Assignment:
Retype every entry exactly, down to the last character.

Supplied records:
---

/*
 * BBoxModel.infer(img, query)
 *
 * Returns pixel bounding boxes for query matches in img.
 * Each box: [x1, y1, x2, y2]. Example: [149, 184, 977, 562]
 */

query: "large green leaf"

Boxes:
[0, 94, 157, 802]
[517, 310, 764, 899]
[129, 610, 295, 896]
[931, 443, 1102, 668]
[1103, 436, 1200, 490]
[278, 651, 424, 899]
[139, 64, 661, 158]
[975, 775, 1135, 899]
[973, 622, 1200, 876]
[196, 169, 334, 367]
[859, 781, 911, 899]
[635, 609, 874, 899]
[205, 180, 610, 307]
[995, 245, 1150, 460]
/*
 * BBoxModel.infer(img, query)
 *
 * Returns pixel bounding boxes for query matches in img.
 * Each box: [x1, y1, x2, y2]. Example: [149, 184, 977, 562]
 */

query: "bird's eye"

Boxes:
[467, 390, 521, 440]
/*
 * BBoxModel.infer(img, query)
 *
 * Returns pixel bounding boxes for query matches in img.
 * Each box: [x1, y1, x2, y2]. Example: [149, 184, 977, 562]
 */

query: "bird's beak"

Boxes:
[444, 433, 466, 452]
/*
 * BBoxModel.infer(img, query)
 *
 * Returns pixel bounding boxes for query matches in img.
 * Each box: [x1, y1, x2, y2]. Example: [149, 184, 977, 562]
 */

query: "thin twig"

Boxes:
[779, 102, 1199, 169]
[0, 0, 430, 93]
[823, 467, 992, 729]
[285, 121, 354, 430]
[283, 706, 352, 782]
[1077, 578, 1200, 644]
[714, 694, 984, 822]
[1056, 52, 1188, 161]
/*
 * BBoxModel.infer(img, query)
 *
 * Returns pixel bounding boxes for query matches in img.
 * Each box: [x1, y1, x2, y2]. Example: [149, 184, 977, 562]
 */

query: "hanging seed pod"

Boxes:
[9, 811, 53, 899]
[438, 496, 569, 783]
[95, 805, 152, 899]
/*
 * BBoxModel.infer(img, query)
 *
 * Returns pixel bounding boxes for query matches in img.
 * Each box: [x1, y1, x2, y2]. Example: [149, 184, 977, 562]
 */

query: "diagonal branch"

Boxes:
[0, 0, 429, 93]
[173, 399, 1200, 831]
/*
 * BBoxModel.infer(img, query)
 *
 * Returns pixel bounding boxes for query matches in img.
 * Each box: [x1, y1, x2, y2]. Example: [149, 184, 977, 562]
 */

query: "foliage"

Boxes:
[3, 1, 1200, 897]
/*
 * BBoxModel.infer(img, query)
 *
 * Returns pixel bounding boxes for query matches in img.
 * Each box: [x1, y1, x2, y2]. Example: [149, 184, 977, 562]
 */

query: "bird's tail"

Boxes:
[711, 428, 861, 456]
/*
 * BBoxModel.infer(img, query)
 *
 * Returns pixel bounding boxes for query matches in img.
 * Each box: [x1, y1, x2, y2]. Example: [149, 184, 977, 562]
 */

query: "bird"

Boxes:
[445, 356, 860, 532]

---

Your response:
/*
 * BBoxModel.infer(img, query)
 *
 * Returns pixel bounding boxes for query matches in img.
 * Each box: [x1, y1, x2, y2]. Example: [149, 184, 977, 562]
 */

query: "large green leaf"

Boxes:
[0, 94, 157, 802]
[517, 310, 764, 899]
[129, 610, 295, 896]
[931, 443, 1102, 668]
[1103, 436, 1200, 490]
[278, 651, 424, 899]
[139, 64, 661, 158]
[975, 775, 1135, 899]
[973, 622, 1200, 876]
[196, 169, 334, 367]
[859, 781, 911, 899]
[635, 609, 874, 899]
[205, 180, 610, 307]
[995, 245, 1150, 460]
/*
 * BBoxModel.infer(img, query)
 *
 * Returns pixel bounding boxes for query matches in img.
 * Each box: [x1, y1, x2, y2]. Example: [149, 184, 977, 562]
 */

query: "bird's eye"

Boxes:
[467, 390, 521, 440]
/*
 * BBoxModel.infer(img, query)
 *
 * Returns pixel bounding boxes for query matches in img.
 * Each box: [x1, y1, x2, y2]. Example: [149, 184, 977, 562]
 */

query: "bird's beak"

Boxes:
[444, 433, 466, 452]
/*
 * BBoxModel.infer(img, query)
 *
 * Returns pixel bounding boxes for query matches in img.
 * Each box: [x1, y1, x2, y2]. Example: [149, 184, 977, 562]
 */

query: "thin twig"

Boxes:
[779, 102, 1199, 169]
[0, 0, 430, 93]
[823, 467, 992, 729]
[285, 121, 354, 430]
[283, 706, 352, 782]
[1077, 578, 1200, 644]
[714, 694, 984, 822]
[1056, 52, 1188, 161]
/*
 * BBoxModel.infer(img, query)
 *
 * Returns pixel bounding boxes for query matches in img.
 * Each box: [x1, y1, x2, y2]. Example: [149, 184, 977, 562]
 */

query: "hanging seed pod"

Boxes:
[9, 811, 53, 899]
[438, 496, 569, 783]
[95, 805, 152, 899]
/*
 * BBoxModel.infer(img, query)
 *
 * Returns pixel bounding boxes for query matches in img.
 * Each box: [x1, y1, x2, y2]. Example: [149, 184, 977, 562]
 */

query: "diagonal branch"

Boxes:
[0, 0, 429, 93]
[173, 399, 1200, 831]
/*
 * BBoxModel.infer(img, query)
 *
 * Returns pixel bounding boxes for query matches in img.
 * Each box: [x1, y1, x2, y2]. Example: [149, 184, 977, 562]
 */

query: "foliage"

Boxes:
[3, 1, 1200, 897]
/*
 * BBoxModel.infer(img, query)
 *
 * Returns pixel bounding boxes for query matches in img.
 * Each box: [x1, y1, x2, y2]. Example: [149, 184, 977, 562]
 */

query: "bird's tail"

Boxes:
[711, 428, 861, 456]
/*
 * BBoxModel.infer(img, query)
 *
 * Returns pixel bounding boxes for query matches in img.
 * Each box: [x1, y1, x2, y2]. Example: [149, 184, 977, 562]
 */

query: "bird"

Boxes:
[445, 356, 860, 532]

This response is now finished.